Records contained in a dataset
####
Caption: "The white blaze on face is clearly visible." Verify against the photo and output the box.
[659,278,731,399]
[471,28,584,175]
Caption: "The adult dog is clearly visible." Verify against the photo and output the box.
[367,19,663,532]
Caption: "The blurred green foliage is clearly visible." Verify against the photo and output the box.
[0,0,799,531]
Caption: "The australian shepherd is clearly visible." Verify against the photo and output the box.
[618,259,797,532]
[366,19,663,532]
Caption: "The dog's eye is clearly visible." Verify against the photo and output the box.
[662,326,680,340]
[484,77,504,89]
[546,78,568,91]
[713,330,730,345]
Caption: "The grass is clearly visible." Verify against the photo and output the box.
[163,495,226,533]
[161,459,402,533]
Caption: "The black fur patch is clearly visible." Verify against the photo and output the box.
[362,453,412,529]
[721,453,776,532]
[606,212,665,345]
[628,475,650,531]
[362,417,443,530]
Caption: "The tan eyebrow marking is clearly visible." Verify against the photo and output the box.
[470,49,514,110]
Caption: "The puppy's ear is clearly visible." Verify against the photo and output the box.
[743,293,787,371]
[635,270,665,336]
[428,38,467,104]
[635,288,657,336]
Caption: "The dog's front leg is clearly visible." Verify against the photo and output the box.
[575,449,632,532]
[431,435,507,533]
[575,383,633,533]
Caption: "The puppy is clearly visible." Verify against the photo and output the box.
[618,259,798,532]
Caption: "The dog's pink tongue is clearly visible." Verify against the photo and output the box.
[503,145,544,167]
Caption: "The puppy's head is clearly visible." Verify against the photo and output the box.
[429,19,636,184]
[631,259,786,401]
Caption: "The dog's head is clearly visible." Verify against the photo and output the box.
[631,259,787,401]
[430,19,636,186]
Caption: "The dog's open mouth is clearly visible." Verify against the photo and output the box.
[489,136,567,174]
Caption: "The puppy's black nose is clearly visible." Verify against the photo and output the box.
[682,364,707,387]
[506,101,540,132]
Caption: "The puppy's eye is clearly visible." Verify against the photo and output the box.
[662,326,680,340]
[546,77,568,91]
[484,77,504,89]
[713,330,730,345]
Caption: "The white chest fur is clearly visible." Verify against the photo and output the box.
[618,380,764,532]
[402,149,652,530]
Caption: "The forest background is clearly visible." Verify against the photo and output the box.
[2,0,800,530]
####
### Exercise brief:
Give back the entries exactly, so that each line matches the original.

### Solution to this task:
Caption: "The white blaze on face is clearly visible." Verify against the photo and output the box.
[659,278,731,399]
[471,28,584,175]
Caption: "The adult dog is clearly visible." Verify against the photo and output the box.
[367,19,663,532]
Caption: "The blurred green foliage is clearly visible." Verify against the photo and output the box.
[0,0,799,531]
Caption: "The australian shepherd is clearly visible." Verify against the photo and output the box.
[618,259,797,532]
[366,19,663,532]
Caption: "The dog's eye is clearly visible." Verify against the photo and output the box.
[662,326,680,340]
[484,77,504,89]
[546,78,568,91]
[713,330,730,345]
Caption: "The grass is clearly visible." Verify against the photo and output the box.
[163,495,226,533]
[161,459,402,533]
Caption: "The black fur patch is clearly visible." Verify against the photo and output the box.
[362,453,412,529]
[721,453,776,532]
[606,212,665,345]
[628,475,650,531]
[362,417,443,530]
Caption: "The tan eyebrow marking is clearly visible." Verify against the photo and output the box.
[470,49,514,110]
Caption: "The puppy's ear is clearly visible." Verify against the photo and output the box.
[743,293,787,371]
[635,270,665,336]
[428,38,467,104]
[635,288,657,336]
Caption: "The dog's front leg is clearly visible." Verify against the photo and output the box.
[575,449,632,532]
[431,435,507,533]
[575,383,633,533]
Caption: "The puppy is clearly visible." Verify against the photo and output the box.
[618,259,798,532]
Caption: "The dog's pink tongue is clearly visible." Verify against the photo and output the box.
[503,145,544,167]
Caption: "The puppy's head is clearly visible." Verify against the photo and output the box.
[429,19,636,184]
[631,259,786,401]
Caption: "The dog's head is clearly visible." Verify against the photo and output the box.
[631,259,787,401]
[430,19,636,186]
Caption: "The dog's open mouth is clearly visible." Verify against the photo and output the box.
[489,136,567,174]
Caption: "The puppy's black nose is clearly visible." Verify against the photo and output the box.
[682,364,707,387]
[506,101,540,132]
Caption: "The puppy's eye is clearly visible." Verify against the photo and output the box.
[662,326,680,340]
[546,77,568,91]
[484,77,504,89]
[713,330,730,345]
Caption: "The white chest fur is clearly visible." Verify against the photo and output the box.
[618,380,764,532]
[402,149,652,530]
Caption: "The forest background is clearly visible." Verify against the photo and output the box.
[2,0,800,530]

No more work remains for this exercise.